Informe quantas linhas dos registros contêm a palavra "region", diferenciando maiúsculas de minúsculas. Responda só com o número.
>>
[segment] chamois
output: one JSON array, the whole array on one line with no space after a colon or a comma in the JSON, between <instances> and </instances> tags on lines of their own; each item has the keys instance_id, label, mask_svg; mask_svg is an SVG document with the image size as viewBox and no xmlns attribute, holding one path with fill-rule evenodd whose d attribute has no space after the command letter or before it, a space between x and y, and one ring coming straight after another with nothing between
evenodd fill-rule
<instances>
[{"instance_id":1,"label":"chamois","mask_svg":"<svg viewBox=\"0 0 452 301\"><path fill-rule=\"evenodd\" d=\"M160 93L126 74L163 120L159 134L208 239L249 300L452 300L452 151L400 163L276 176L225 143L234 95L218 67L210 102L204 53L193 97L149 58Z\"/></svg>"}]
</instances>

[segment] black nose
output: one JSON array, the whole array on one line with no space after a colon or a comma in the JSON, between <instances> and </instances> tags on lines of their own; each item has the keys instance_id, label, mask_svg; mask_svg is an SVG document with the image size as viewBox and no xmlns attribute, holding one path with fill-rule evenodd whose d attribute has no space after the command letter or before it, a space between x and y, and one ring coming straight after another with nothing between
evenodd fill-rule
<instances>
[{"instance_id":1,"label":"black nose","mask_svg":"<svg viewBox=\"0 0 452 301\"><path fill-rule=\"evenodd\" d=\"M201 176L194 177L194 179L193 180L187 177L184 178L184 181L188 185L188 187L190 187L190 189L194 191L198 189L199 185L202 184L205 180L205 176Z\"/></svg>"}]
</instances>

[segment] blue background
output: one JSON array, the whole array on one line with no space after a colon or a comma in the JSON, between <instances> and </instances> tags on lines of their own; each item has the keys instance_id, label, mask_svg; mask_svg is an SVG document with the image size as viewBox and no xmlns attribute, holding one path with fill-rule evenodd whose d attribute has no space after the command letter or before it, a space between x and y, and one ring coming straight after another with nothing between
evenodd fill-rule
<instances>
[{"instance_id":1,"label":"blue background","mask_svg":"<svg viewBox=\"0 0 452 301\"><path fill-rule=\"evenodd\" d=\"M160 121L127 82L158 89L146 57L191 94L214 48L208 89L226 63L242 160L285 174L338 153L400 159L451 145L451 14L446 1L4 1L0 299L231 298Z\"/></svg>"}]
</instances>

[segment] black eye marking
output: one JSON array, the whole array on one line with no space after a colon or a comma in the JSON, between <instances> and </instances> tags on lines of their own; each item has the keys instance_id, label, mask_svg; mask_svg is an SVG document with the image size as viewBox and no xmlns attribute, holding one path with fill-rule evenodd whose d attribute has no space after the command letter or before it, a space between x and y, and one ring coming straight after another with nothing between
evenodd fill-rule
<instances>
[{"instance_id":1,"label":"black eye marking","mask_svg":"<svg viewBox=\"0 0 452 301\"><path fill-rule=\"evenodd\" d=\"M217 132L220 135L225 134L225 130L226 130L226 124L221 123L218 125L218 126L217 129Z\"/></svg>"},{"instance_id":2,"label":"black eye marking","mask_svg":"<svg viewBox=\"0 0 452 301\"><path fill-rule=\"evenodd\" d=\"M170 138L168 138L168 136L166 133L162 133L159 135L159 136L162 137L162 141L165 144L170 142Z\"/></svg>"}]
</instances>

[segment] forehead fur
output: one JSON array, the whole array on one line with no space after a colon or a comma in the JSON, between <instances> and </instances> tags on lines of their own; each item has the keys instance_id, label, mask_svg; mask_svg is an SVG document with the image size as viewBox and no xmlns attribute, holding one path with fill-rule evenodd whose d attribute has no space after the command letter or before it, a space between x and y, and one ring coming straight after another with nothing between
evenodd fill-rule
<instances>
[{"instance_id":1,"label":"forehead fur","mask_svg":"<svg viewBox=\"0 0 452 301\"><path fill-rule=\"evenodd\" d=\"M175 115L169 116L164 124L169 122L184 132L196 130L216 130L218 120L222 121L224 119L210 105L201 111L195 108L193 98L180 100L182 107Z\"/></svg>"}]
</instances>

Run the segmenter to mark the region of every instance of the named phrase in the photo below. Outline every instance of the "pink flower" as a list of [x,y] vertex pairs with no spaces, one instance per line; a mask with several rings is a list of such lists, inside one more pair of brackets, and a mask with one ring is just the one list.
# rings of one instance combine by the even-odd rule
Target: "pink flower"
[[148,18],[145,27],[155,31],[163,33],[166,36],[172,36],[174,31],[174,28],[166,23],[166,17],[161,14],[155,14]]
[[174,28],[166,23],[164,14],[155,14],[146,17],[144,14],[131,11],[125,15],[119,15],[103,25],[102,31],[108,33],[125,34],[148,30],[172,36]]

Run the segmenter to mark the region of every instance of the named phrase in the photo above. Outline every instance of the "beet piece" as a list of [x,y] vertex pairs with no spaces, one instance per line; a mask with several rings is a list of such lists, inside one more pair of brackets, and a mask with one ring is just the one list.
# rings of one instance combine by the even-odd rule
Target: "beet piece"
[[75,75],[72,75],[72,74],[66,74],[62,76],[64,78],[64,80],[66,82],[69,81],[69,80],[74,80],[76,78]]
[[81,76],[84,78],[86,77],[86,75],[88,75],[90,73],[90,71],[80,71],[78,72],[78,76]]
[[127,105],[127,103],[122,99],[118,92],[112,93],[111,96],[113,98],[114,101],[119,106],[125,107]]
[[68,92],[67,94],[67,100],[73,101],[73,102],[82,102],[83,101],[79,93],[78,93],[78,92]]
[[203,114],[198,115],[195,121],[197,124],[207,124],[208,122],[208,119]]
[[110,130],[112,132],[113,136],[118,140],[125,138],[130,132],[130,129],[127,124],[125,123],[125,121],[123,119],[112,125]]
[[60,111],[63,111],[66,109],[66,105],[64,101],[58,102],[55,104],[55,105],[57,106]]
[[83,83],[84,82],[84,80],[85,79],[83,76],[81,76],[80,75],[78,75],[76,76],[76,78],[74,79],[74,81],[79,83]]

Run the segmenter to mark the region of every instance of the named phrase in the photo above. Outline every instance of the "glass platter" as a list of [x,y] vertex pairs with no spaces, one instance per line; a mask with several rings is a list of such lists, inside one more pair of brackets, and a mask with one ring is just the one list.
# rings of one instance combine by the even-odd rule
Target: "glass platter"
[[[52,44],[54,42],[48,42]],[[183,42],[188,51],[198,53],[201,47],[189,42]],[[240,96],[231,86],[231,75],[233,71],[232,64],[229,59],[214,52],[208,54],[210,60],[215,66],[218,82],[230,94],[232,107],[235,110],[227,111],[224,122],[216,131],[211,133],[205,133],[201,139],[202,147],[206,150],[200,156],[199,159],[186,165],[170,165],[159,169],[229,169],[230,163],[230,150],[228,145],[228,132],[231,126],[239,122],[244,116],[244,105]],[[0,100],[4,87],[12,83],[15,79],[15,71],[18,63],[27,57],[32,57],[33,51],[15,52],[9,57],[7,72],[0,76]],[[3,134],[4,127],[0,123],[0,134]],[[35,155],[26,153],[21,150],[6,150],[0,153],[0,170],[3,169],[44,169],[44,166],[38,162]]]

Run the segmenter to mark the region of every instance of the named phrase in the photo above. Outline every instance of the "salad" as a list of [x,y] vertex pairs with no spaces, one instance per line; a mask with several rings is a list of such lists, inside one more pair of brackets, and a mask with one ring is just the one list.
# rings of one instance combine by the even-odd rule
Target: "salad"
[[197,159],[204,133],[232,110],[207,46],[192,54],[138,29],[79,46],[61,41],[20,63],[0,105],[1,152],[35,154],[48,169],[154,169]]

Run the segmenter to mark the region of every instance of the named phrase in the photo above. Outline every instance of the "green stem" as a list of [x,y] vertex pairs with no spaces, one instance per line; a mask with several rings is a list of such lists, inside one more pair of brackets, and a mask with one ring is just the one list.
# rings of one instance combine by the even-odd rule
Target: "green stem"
<<
RESPOSTA
5